# Start of Data in this exercise
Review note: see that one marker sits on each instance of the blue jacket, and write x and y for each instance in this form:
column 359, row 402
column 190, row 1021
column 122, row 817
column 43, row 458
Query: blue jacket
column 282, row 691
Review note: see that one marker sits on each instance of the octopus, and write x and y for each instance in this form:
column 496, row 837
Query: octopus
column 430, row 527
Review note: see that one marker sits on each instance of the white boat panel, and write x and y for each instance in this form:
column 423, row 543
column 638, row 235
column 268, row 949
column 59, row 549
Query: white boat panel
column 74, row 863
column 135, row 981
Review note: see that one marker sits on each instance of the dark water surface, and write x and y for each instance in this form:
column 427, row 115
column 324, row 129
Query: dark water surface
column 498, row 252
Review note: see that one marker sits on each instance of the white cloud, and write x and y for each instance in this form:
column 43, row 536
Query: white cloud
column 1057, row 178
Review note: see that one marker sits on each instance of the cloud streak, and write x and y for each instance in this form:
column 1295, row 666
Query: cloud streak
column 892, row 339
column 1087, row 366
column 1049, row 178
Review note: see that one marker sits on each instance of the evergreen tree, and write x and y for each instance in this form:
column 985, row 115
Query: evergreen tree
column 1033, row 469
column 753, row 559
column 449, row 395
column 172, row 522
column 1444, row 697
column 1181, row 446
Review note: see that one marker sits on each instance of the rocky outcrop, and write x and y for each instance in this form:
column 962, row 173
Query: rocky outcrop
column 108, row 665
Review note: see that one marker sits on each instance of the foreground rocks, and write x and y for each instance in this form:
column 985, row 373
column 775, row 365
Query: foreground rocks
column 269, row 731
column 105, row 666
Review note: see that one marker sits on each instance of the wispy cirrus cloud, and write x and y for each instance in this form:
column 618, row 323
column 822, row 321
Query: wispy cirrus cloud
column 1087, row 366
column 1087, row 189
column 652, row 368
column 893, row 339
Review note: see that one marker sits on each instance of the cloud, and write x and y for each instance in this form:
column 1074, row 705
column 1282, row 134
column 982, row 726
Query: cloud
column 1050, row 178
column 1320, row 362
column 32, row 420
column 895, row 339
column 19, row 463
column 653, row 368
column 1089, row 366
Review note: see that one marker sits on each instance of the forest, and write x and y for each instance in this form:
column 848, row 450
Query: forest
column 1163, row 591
# End of Data in this exercise
Given request =>
Write out every entry exactly as given.

Solution to the exercise =>
Review note: see that one marker sits on each instance of the blue jacket, and write x and y for each instance in this form:
column 359, row 402
column 190, row 1021
column 122, row 817
column 43, row 458
Query: blue jacket
column 282, row 691
Review note: see that one marker sits on each instance of the octopus, and write x and y for each instance in this form:
column 496, row 837
Query: octopus
column 430, row 527
Review note: see that one marker sits on each instance of the white boat panel, and write x and y for each instance in this form:
column 423, row 543
column 638, row 235
column 268, row 949
column 59, row 549
Query: white boat panel
column 74, row 863
column 135, row 981
Review note: see that one marker sits on each instance of the dark water surface, and write x and y for each instance in this form:
column 427, row 115
column 324, row 129
Query: dark water surface
column 498, row 252
Review note: see that one marker sits on each instance of the white cloud, and write x and y for each instance in this form:
column 43, row 536
Query: white cloud
column 1057, row 178
Review note: see that one marker sits on each instance of the cloud streak, and write x and y for each instance in this form:
column 1295, row 666
Query: cloud streak
column 892, row 339
column 1087, row 366
column 1049, row 178
Review note: see that one marker sits on each instance of the evergreen tree, and write x and y for each instance in this form:
column 985, row 115
Query: evergreen tree
column 1033, row 469
column 753, row 559
column 449, row 395
column 172, row 522
column 1444, row 697
column 1181, row 446
Review note: see that one marker sits on each instance of the rocky outcrop, and write x and y for each instance in this form:
column 962, row 173
Query: rocky outcrop
column 108, row 665
Review note: see that one marker sits on each instance of the foreground rocks, and write x and y for each instance in this form:
column 985, row 373
column 775, row 365
Query: foreground rocks
column 269, row 731
column 105, row 666
Review note: see that one marker sits on each instance of the wispy cirrus cloud, and write x and y for each instance in this form:
column 618, row 323
column 822, row 321
Query: wispy cirrus cloud
column 1087, row 366
column 1087, row 189
column 652, row 368
column 893, row 339
Review note: see that one marker sits on each instance of the cloud, and write x and y for each instance in this form:
column 1074, row 705
column 1282, row 134
column 982, row 726
Query: cloud
column 1050, row 178
column 1320, row 362
column 32, row 420
column 895, row 339
column 19, row 463
column 653, row 368
column 1089, row 366
Review note: see that one marker sits on each instance of the forest, and write x and y for each instance in this form:
column 848, row 450
Query: forest
column 1163, row 591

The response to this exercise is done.